- [WHAT YOU WILL DO] What is needed is a faithful copy of all the records.

- [Items from a dataset]
- - -

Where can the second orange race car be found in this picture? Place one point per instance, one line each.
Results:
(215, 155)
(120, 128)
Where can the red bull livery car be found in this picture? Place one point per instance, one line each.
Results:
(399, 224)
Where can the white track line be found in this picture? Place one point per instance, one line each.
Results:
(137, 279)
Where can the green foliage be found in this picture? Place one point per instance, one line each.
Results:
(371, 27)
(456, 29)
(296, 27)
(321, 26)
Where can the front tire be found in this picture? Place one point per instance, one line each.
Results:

- - -

- [RESULT FOR THIS TASK]
Where can the second orange race car be found in this picture? Place one point per instance, one line each.
Results:
(215, 155)
(120, 128)
Where can the red bull livery car be found in this picture? Place one point per instance, one line each.
Results:
(399, 224)
Where can the white track line be found in this picture? Place one point per instance, one line each.
Results:
(137, 279)
Where can the green foliage be found in this picture? Place one point per instance, one line each.
Results:
(371, 27)
(456, 29)
(296, 27)
(321, 26)
Where can the front tire be found in this picture? Place one point per instance, one line each.
Results:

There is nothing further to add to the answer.